_Challenge_:
Change every "BBoxDetector" in the rows that follow to "BoxFinder" and write all of the rows again, with nothing else altered. Leave out the pictures.

-- start Extracted information --

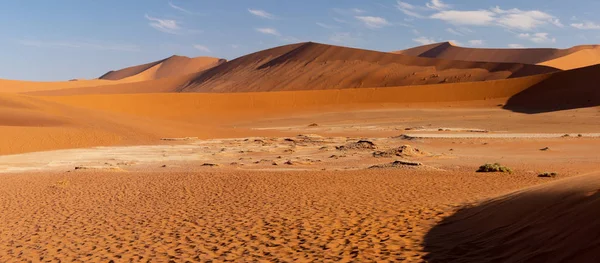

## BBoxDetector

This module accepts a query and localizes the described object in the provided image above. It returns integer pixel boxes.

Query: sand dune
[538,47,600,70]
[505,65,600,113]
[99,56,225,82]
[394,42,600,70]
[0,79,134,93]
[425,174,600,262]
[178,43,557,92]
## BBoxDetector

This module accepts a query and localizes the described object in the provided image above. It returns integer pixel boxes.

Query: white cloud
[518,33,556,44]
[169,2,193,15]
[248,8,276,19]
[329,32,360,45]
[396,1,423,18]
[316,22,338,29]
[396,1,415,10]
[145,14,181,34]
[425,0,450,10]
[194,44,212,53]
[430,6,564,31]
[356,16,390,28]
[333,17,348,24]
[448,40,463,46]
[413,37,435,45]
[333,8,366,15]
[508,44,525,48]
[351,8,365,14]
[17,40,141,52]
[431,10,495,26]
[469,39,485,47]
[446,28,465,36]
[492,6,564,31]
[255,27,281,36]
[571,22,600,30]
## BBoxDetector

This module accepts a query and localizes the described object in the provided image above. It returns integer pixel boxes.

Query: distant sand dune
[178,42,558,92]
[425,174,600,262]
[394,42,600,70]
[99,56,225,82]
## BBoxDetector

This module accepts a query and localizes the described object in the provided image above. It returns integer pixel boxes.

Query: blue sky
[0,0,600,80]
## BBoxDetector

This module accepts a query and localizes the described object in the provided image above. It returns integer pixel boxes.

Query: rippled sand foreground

-- end Extracted information --

_Expected answer_:
## BoxFinder

This module accepts a query and localizes the described object in the provided image above. It returns integer pixel boxes.

Query: sand dune
[538,47,600,70]
[505,65,600,113]
[99,56,225,82]
[394,42,600,70]
[0,79,134,93]
[425,174,600,262]
[178,43,557,92]
## BoxFinder

This module accepts a query and localizes the described object in the provided image above. It returns integer pixel boxes.

Query: white cloud
[518,33,556,44]
[169,2,193,15]
[248,8,276,19]
[329,32,360,45]
[396,1,423,18]
[316,22,338,29]
[396,1,415,10]
[145,14,181,34]
[425,0,450,10]
[194,44,212,53]
[430,6,564,31]
[356,16,390,28]
[333,17,348,24]
[448,40,463,46]
[413,37,435,45]
[333,8,366,15]
[508,44,525,48]
[351,8,365,14]
[17,40,141,52]
[431,10,495,26]
[469,39,485,47]
[446,28,465,36]
[492,6,564,31]
[255,27,281,36]
[571,22,600,30]
## BoxFinder

This module accepts a query and localizes the described object in the provided image above. It returns integer pixel boxes.

Query: distant sand dune
[178,42,558,92]
[425,174,600,262]
[394,42,600,70]
[99,56,225,82]
## BoxFinder

This module accepts a query and localizes the described object in the provided image above. It returns integer pixel boxes.

Query: blue sky
[0,0,600,80]
## BoxFinder

This module accepts a query and localizes the described object in the provided image above. It returns integer pixel boxes.

Query: rippled sand foreground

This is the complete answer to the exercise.